→ Требования к заданиям
A. Ответьте по тексту о Буре на три вопроса, каждый ответ с новой строки под тем же номером:
(i) С кем Буре тренировался в Лос-Анджелесе в ожидании вердикта суда?
(ii) Кто переводил Буре в «Ванкувере»?
(iii) Сколько шайб Буре забросил в 24 матчах плей-офф-1994?
B. Продолжите текст о хоккейной карьере Буре, начав сразу после его последнего предложения.

→ Текст

####

Он подал иск в Мичигане, а в те непростые времена суд в Мичигане имел право не только аннулировать контракт Буре с ЦСКА, но и наделить его статусом свободного агента. «Ванкувер» был готов оспаривать последний вопрос, если бы это потребовалось.
В ожидании вердикта суда Буре тренировался в Лос-Анджелесе вместе со своим отцом Владимиром и братом Валерием. Они посещали телешоу, позировали на роликах для фотосессий и держали себя в тонусе интенсивными тренировками.
В середине сезона-1991/1992 Буре разрешили присоединиться к «Ванкуверу» и дебютировать в НХЛ. Его скорость и голевое чутьё мгновенно взбудоражили воображение хоккейных фанатов.
«Перед дебютом нервничал, но я с 16 лет играл на профессиональном уровне. У меня был опыт, я уже был не юниором, а профессионалом. Нервничал, потому что это лучшая лига в мире, но в то же время понимал, что уже не первый год играю на таком уровне. Так что просто вышел и сыграл», — вспоминает Буре.
В первом матче он очков не набрал, но заработал на себе семь минут большинства и трижды убегал один на один, беспрепятственно разрезая оборону «Виннипега». И все увидели взлёт Русской Ракеты и его особенный талант. «Самым сложным было незнание английского», — рассказывает Буре. Весь первый сезон он общался с прессой через переводчика. «Мне повезло, что в «Ванкувере» играл Игорь Ларионов, он мне переводил. Другие ветераны тоже помогали, и молодёжь, особенно Джино Оджик».
В дебютном сезоне Буре выиграл приз лучшему новичку, а затем дважды подряд забивал по 60 голов, а в 24 матчах плей-офф-1994 забросил 16 шайб, доведя «Ванкувер» до седьмой игры финала Кубка Стэнли.

####

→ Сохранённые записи
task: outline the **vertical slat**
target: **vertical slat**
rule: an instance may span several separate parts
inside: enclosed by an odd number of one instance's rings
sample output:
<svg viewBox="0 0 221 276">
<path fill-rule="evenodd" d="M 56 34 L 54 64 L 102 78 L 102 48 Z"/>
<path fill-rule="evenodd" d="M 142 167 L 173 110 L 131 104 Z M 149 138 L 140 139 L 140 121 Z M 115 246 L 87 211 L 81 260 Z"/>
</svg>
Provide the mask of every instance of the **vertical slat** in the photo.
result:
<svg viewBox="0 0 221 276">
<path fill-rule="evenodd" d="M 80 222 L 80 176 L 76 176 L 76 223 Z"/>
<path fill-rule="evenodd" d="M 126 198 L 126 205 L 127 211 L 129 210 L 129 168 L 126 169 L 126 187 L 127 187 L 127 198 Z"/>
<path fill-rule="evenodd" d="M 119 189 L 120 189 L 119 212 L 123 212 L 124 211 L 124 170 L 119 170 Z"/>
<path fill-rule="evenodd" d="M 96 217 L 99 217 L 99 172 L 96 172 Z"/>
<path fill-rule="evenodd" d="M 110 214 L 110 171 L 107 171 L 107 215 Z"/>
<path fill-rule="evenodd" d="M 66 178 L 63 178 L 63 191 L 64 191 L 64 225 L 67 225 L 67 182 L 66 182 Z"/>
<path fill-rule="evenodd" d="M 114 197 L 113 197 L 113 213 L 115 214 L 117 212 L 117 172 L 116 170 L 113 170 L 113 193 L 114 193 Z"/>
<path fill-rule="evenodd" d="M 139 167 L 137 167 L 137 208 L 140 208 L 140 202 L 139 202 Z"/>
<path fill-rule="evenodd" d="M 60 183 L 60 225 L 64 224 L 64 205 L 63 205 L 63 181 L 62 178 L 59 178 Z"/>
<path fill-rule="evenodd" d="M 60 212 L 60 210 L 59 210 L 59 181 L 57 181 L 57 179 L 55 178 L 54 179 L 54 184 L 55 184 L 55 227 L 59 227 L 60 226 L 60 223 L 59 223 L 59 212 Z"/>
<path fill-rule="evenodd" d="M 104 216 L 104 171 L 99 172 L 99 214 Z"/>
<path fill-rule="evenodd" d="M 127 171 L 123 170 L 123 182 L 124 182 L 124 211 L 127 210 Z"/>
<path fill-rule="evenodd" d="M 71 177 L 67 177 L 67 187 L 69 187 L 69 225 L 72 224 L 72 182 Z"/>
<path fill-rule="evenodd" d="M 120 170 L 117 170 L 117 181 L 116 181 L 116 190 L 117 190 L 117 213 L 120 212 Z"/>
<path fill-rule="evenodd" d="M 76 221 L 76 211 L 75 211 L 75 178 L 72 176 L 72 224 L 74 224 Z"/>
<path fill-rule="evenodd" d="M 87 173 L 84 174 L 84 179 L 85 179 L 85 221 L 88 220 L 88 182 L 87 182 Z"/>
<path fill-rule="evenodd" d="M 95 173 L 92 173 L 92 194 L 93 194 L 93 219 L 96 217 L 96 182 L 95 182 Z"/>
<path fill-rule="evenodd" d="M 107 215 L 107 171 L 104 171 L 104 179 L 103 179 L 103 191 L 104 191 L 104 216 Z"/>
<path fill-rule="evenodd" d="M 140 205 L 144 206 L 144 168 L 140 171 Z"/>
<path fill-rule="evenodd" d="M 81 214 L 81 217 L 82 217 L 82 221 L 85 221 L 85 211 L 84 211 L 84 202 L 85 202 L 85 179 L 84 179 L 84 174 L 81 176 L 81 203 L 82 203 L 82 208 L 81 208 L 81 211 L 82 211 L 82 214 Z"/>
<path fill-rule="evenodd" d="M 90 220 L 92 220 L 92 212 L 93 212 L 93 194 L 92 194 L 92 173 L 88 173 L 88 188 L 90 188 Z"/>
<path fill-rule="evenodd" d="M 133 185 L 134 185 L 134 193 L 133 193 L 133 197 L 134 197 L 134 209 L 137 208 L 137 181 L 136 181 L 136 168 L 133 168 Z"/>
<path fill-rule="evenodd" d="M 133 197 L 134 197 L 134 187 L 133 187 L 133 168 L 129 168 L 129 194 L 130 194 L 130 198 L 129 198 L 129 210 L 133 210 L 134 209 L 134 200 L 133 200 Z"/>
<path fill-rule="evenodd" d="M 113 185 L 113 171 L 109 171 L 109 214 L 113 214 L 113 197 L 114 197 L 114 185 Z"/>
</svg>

####

→ Ожидаемые ответы
A.
(i) С отцом Владимиром и братом Валерием.
(ii) Игорь Ларионов.
(iii) 16.

B.
В той серии пошли слухи, что Буре угрожал клубу забастовкой, если те откажутся пересмотреть его контракт. Пэт Куинн сразу же опроверг эти слухи, но Буре считал, что руководство клуба само слило информацию в прессу.
На самом деле контракт согласовали перед плей-офф, но те слухи стали последней каплей в быстро ухудшающихся отношениях. Буре настаивал на обмене, но эта история завершилась только через несколько лет. Кульминацией стала забастовка Буре в 1998 году, всё закончилось обменом во «Флориду».
В 1996 году, ещё до окончания этой драмы, Буре перенёс роковую травму колена. После этого он уже не был тем же игроком, что прежде, хотя ещё трижды забивал по 50 голов за сезон. «Пришлось приспосабливаться, но это нормально. В 20 лет я чаще рисковал, позже, после нескольких операций, приходилось выбирать позиции, чтобы забивать. Были некоторые движения, которые я больше не мог исполнять, но я просто находил другие способы забивать».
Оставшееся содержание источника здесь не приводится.